Nah, this is piss-ants at work. what they are doing clearly breaches the contract they agreed upon. It's like the typical street bum who collects welfare and poverty benefits from his government for being lazy, and spends his days throwing himself in front of buses or spilling hot mcdonalds coffee on himself all day in hopes of landing himself a decent lawsuit.

----------


## HI5

It's easy for huge Goliath to cowardly rise his arm against small David, but David needs to have balls to throw hes stone against Goliath.

True man always fight back no matter what and I respect you for that, *Bossland*

----------


## Nyarly

I would love to have a lawyer explaining me what will be the effects if they win this.
But i find this pretty fun and i really hope they win just to prove blizzard they're not untouchable.

----------


## DarkLinux

I would love if Blizz would go back to banning and stop all lawsuits.... The best part about botting is the risk... If everyone did it, it would be no fun. BG would be nothing but bots... I dont see Blizz banning people anymore... And I dont see HB coming out on top  :Frown:

----------


## Cloud13

While I do support botting, widespread botting can and will ruin the game. I kinda hope that Bossland loses. 

Wins for the small guy are always nice though.

----------


## Johnnydk

I really wish that Honorbuddy gets shut down too, the fact that most of the other bots were closed gives Bossland the ability to simply control the bot market which is not very fair and also if they lose, gold prices will go up  :Big Grin:  and maybe account prices too.

----------


## DrD

Honorbuddy also has the best bot on the market right now, so they already control the market.

----------


## Zoidberg

> I really wish that Honorbuddy gets shut down too, the fact that most of the other bots were closed gives Bossland the ability to simply control the bot market which is not very fair and also if they lose, gold prices will go up  and maybe account prices too.


What is that kind of argument?

It's not his fault that the other bot makers didn't want to get into legal trouble with Blizzard.

----------


## Anotherfox

What a lot of people don't realise is that Botting is actually good for a servers economics. Botters supply the raw materials for Alchemy, Blacksmithing, Engineering, Inscription, Jewelcrafting.

As such botters are primarily responsible for cheaper potions, elixers, flasks, gems, crafted items etc. By removing botters a lot of servers auction houses have suffered a lot. Prices on my own server went for ~25g for a stack of ore to ~160g. Gems are now at ~400g for red gems.

I agree with botting to a certain extent, but people who just bot 24/7 should be banned. Its the players who should be banned, not the bot makers. A simile would be suing a Gun manufacturer because they make guns...

----------


## Freefall552

> What a lot of people don't realise is that Botting is actually good for a servers economics. Botters supply the raw materials for Alchemy, Blacksmithing, Engineering, Inscription, Jewelcrafting.

Records in a dataset
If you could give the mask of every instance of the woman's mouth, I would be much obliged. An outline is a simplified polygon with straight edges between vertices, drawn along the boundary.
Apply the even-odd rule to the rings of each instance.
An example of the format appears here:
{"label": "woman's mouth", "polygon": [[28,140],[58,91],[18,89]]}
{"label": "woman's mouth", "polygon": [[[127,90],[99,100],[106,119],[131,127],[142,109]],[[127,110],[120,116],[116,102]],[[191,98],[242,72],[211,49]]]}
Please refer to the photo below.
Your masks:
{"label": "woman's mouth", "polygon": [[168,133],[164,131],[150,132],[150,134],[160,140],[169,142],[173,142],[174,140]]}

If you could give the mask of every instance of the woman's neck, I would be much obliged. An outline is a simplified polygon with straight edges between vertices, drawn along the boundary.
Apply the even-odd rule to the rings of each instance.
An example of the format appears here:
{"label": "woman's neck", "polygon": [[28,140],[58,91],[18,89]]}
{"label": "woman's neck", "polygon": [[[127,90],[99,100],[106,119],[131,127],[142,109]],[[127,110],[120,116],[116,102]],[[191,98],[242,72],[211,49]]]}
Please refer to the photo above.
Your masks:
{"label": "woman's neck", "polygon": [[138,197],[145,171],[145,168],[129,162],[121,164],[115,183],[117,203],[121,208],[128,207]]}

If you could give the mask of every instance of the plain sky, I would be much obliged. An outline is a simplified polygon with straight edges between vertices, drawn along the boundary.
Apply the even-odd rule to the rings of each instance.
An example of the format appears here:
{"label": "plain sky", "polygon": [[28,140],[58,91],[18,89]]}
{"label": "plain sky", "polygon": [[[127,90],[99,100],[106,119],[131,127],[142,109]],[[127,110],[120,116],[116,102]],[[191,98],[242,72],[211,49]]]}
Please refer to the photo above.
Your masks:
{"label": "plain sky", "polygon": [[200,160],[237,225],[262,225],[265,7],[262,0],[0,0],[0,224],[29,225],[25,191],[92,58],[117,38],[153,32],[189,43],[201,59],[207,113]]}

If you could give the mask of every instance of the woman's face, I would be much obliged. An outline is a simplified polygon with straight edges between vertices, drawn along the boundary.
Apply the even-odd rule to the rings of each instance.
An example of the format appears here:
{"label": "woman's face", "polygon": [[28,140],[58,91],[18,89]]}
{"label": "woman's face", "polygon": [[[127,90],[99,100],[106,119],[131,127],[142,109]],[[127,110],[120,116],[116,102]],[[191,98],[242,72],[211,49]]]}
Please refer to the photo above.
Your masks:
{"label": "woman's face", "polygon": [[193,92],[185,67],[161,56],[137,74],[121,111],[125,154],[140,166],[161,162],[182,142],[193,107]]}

● What this exercise asks
[1] In the botting thread, what price does Anotherfox give for a stack of ore on their own server after botters were removed?
[2] Write the next part of the botting thread, picking up after its final post.

● Answers for the tasks
[1] About 160g.

[2]
> 
> As such botters are primarily responsible for cheaper potions, elixers, flasks, gems, crafted items etc. By removing botters a lot of servers auction houses have suffered a lot. Prices on my own server went for ~25g for a stack of ore to ~160g. Gems are now at ~400g for red gems.
> 
> I agree with botting to a certain extent, but people who just bot 24/7 should be banned. Its the players who should be banned, not the bot makers. A simile would be suing a Gun manufacturer because they make guns...


It's only a good thing if you don't farm those things yourself and sell them.

----------


## Apoc

If (rather, when) we win the lawsuit, it still won't make botting rampant in games. It just means we have a legal right to create said bots. There's no precedent being made about game creators and anti-cheat mechanisms. Its still up to the game company to ensure they protect against hacks, bots, etc. There's no way you can force a game company to *not* protect their games. We're fine playing cat and mouse with anti-cheat. We're not fine with being sued into the ground for providing a legitimate product.

----------


## BaddyMcBad

> If (rather, when) we win the lawsuit, it still won't make botting rampant in games. It just means we have a legal right to create said bots. There's no precedent being made about game creators and anti-cheat mechanisms. Its still up to the game company to ensure they protect against hacks, bots, etc. There's no way you can force a game company to *not* protect their games. We're fine playing cat and mouse with anti-cheat. We're not fine with being sued into the ground for providing a legitimate product.


While botting doesn't bother me too much as it keeps prices somewhat low, I wouldn't call them "legitimate products" seeing as they're cheating the game.

----------


## Zoidberg

> While botting doesn't bother me too much as it keeps prices somewhat low, I wouldn't call them "legitimate products" seeing as they're cheating the game.


I think by legitimate, he means that the product is not against any laws.

----------


## ahf620

> Agreed with KuR. And it has also been stated that this is not just against bots, but any third party software. The glider case (and the honorbuddy case) can be brought up in courts as evidence for future cases against third party software.


Germany's legal system is based on Roman law not Civil law, legal precedents have no effect in German courts.

And as for the issue itself, I'd really like to see how it'd turn out. Interesting Indeed.

----------


## cyshadow

I agree with Apoc. The product does not break any laws and thus the makers should not be penalized for giving the masses the ability to use them. I mean c'mon, we've all been cheating since we were in diapers. Who DIDN'T use a Game-Shark, Game-Genie, or Pro-action replay?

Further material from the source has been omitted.